→ **DATASET**:
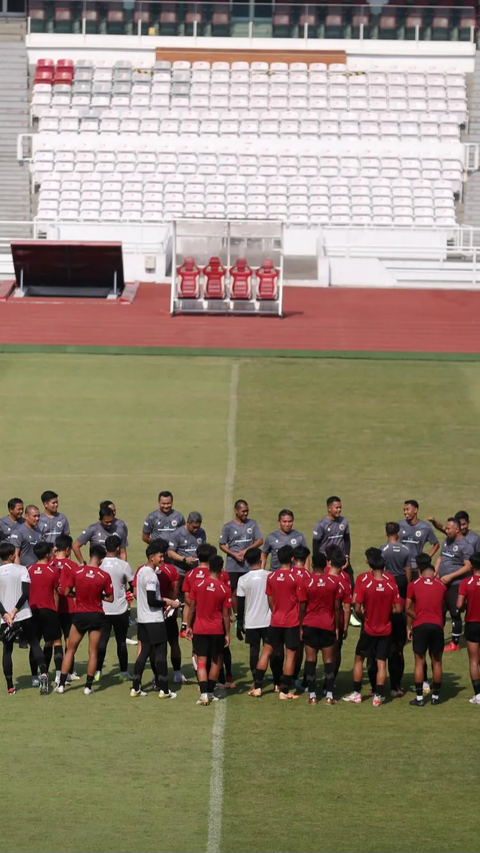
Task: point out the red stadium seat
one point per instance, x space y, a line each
241 277
189 274
214 274
267 276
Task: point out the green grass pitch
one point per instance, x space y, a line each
110 775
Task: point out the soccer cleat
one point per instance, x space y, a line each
452 647
124 676
212 698
72 676
354 697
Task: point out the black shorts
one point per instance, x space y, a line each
374 648
472 632
152 633
318 638
65 623
428 638
255 636
47 624
399 629
209 645
288 637
171 627
84 622
234 578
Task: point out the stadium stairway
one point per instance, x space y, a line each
15 197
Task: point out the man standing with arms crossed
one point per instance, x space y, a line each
236 538
451 567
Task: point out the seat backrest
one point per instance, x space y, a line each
267 276
188 274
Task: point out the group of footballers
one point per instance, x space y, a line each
302 605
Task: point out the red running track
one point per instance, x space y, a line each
343 319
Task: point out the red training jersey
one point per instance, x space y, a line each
43 585
470 588
286 591
199 574
321 592
89 584
211 596
378 597
63 567
427 595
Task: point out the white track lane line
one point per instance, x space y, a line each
215 806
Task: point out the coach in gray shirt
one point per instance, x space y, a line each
97 533
183 544
14 517
285 535
162 522
25 536
236 538
414 533
52 523
452 565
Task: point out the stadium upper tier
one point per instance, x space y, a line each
430 20
304 144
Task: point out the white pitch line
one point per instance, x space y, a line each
215 806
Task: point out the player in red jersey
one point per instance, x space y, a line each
320 611
66 605
284 595
469 592
424 608
91 587
374 600
210 605
43 602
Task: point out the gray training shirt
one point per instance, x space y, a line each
453 554
397 558
238 537
96 533
25 538
328 532
277 540
159 525
50 528
185 543
414 537
7 526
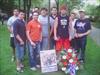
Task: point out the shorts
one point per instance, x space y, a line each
12 44
20 51
62 43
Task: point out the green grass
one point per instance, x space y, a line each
96 24
92 65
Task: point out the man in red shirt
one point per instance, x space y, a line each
33 32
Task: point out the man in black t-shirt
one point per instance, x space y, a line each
83 28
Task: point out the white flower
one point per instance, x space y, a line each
69 50
73 55
71 60
64 57
63 68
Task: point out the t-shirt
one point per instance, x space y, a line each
82 26
34 29
72 31
19 29
44 23
10 23
63 24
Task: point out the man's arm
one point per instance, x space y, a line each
9 25
55 28
15 30
28 36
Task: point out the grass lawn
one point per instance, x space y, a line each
92 65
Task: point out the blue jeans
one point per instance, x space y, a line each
19 51
44 43
52 43
81 45
34 52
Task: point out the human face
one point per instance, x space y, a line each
16 12
63 12
21 15
54 11
35 16
36 9
72 16
43 12
82 15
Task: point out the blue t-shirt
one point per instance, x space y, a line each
82 26
44 24
62 29
19 29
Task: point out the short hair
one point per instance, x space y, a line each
73 13
15 9
53 8
35 12
37 7
44 9
21 11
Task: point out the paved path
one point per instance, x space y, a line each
95 34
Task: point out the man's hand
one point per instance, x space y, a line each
56 38
80 35
21 43
32 43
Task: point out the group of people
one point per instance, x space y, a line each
58 32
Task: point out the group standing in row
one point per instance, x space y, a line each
65 32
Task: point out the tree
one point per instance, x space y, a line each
71 4
7 6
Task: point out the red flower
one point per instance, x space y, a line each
64 63
70 54
67 57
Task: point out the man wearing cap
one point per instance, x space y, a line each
61 31
83 28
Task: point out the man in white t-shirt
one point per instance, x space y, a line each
72 29
43 19
10 28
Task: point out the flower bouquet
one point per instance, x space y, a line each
69 61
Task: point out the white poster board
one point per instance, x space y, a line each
48 61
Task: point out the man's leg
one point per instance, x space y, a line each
19 56
83 47
31 56
13 48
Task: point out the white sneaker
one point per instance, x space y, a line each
13 59
33 69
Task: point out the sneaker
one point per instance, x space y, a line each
21 65
38 66
33 69
19 70
13 59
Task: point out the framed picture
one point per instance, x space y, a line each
48 61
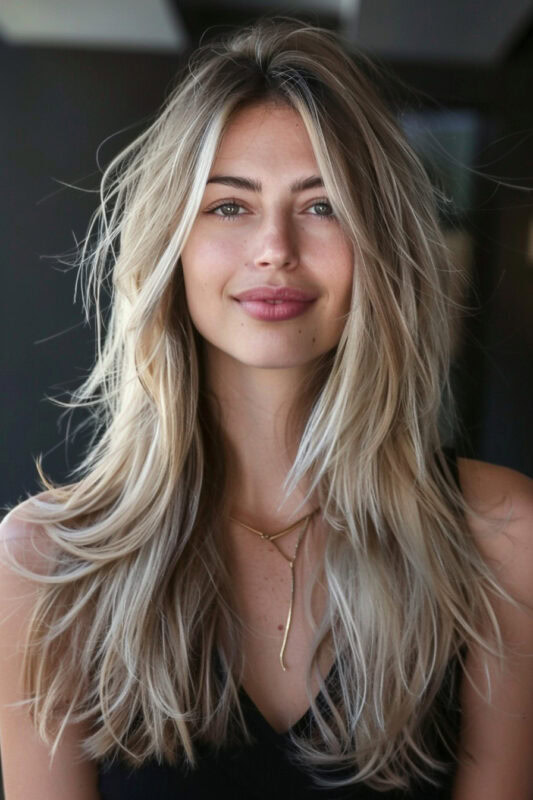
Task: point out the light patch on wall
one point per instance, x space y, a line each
115 25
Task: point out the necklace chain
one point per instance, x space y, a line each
291 562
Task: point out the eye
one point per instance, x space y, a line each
321 208
228 210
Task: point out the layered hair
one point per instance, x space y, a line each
134 629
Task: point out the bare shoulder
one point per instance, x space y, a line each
26 541
503 498
497 698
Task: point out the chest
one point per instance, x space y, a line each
266 590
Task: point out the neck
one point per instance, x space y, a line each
256 407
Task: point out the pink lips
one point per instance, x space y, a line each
275 303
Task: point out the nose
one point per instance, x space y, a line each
276 244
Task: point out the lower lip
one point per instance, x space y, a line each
275 312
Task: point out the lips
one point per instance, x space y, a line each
276 293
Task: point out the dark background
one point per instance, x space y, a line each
62 102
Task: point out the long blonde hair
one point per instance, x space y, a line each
130 613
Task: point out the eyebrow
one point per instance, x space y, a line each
251 185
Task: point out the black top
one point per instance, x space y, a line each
264 769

→ **TASK INSTRUCTIONS**: Only the words belong in your copy: restate the data above exactly and leave the images out.

→ **FINISHED EXERCISE**:
Task: point out the red stadium seat
one point per instance, x space y, a line each
241 277
189 274
214 274
267 276
Task: point out the green grass pitch
one point per instance, x space y, a line each
110 775
Task: point out the soccer cleat
one point per instance, x space y, a line each
452 647
124 676
212 698
72 676
354 697
Task: point out the black shorts
one point per instance, x space y, a line each
374 648
472 632
152 633
318 638
65 623
428 638
255 636
47 624
399 629
209 645
288 637
171 627
84 622
234 578
Task: point out the stadium stairway
one point per instance, x space y, a line each
15 197
Task: point out the man standing with arms crossed
one point per instance, x space y, a line each
236 538
451 567
Task: point out the seat backrest
one point per instance, x space y, a line each
267 276
188 274
Task: point out the group of footballers
one point per instance, x space y, a line each
302 605
Task: point out the red running track
one point per instance, x space y, a line each
343 319
Task: point out the red training jersey
one point per instance, x space y, a line each
43 585
470 588
286 591
199 574
321 592
89 584
211 596
378 597
63 567
427 595
Task: point out the white track lane line
one point per instance, x space y, a line each
215 806
Task: point out the coach in gray shirt
one point per instance, x space y, a line each
97 533
183 544
14 517
285 535
162 522
25 536
236 538
414 533
52 523
452 565
Task: point out the stadium upper tier
one point per instance, x space y, a line each
430 20
304 144
Task: point out the white pitch line
one point per instance, x space y, a line each
215 806
Task: point out the player in red jersey
one point per instance, x space y, a line each
320 611
66 605
284 595
469 592
424 608
91 587
374 600
210 605
43 602
Task: point out the gray training shirt
one point per instance, x space y, a line each
453 554
397 558
238 537
96 533
25 538
328 532
277 540
159 525
50 528
185 543
414 537
7 526
Task: point out the shorts
one point per instance, x space y, a line each
12 44
20 51
62 43
Task: point out the green grass
one point per instance, x space y, a line each
96 24
92 65
Task: point out the man in red shirt
one point per instance, x space y, a line each
33 32
Task: point out the man in black t-shirt
one point per instance, x space y, a line each
83 28
Task: point out the white flower
one point per instance, x space y, a line each
69 50
73 55
71 60
64 57
63 68
Task: point out the t-shirt
one point per instance, x space y, a line each
82 26
34 29
72 31
19 29
44 23
10 23
63 24
Task: point out the man's arm
one point per instance, x space y, a line each
9 25
55 28
15 30
28 36
Task: point out the grass lawn
one point per instance, x space y, a line each
92 65
Task: point out the blue jeans
one point per instance, x space y, a line each
19 51
44 43
52 43
81 45
34 52
Task: point out the human face
one point per instance, x space y, a line each
16 12
63 12
21 15
54 11
35 16
36 9
72 16
43 12
82 15
Task: point out the blue t-shirt
one point per instance, x space y, a line each
82 26
44 24
62 29
19 29
Task: point out the short hair
one point per instance, x space y, a line each
73 13
15 9
53 8
35 12
37 7
44 9
21 11
Task: point out the paved path
one point per instance, x space y, a line each
95 34
Task: point out the man's hand
one point per instance, x space y, a line each
56 38
80 35
21 43
32 43
Task: point out the group of people
one point per instance, x space y, a line each
58 32
Task: point out the group standing in row
one point per instance, x space y, a line each
65 32
Task: point out the tree
one point per instance, x space y, a line each
71 4
7 6
Task: point out the red flower
one point per instance, x space y, a line each
64 63
70 54
67 57
Task: point out the man wearing cap
one point per instance, x space y, a line each
61 31
83 28
Task: point out the man in white t-shirt
one point per instance, x space y, a line each
72 29
43 19
10 28
Task: point out the flower bouquet
one point per instance, x space y, a line each
69 61
Task: point out the white poster board
one point per instance, x space y, a line each
48 61
Task: point out the man's leg
one point per instance, x space y, a line each
19 56
83 47
31 56
13 48
Task: point out the white sneaker
one point per instance, x space y, a line each
13 59
33 69
Task: point out the sneaker
one point per instance, x space y, a line each
21 65
38 66
33 69
19 70
13 59
Task: point out the framed picture
one point per instance, x space y, a line each
48 61
Task: point out the light patch on wall
one point per instance, x space y, a line each
115 25
Task: point out the necklace chain
one point per instance, x space y, a line each
291 562
Task: point out the eye
one point per instance, x space y, a line each
321 208
228 210
Task: point out the layered hair
one point per instance, x space y, a line each
134 629
Task: point out the bare shoulder
one point per instance, x space y, a line each
26 541
503 498
497 698
Task: point out the chest
one point per instance, x space y, a line each
266 590
Task: point out the neck
one point per instance, x space y, a line each
256 407
Task: point out the pink lips
one point per instance, x space y, a line each
275 303
Task: point out the nose
one point per instance, x space y, a line each
276 244
Task: point out the lower lip
one point per instance, x space y, a line each
275 312
Task: point out the lips
one point per instance, x space y, a line each
276 293
Task: point out the dark background
one point per instance, x space y, a line each
62 102
Task: point out the long blonde hair
one point per instance, x space y, a line each
130 613
Task: point out the eyebrow
one point per instance, x space y, a line each
251 185
Task: point out the black top
one point per instance, x space y, a line each
264 769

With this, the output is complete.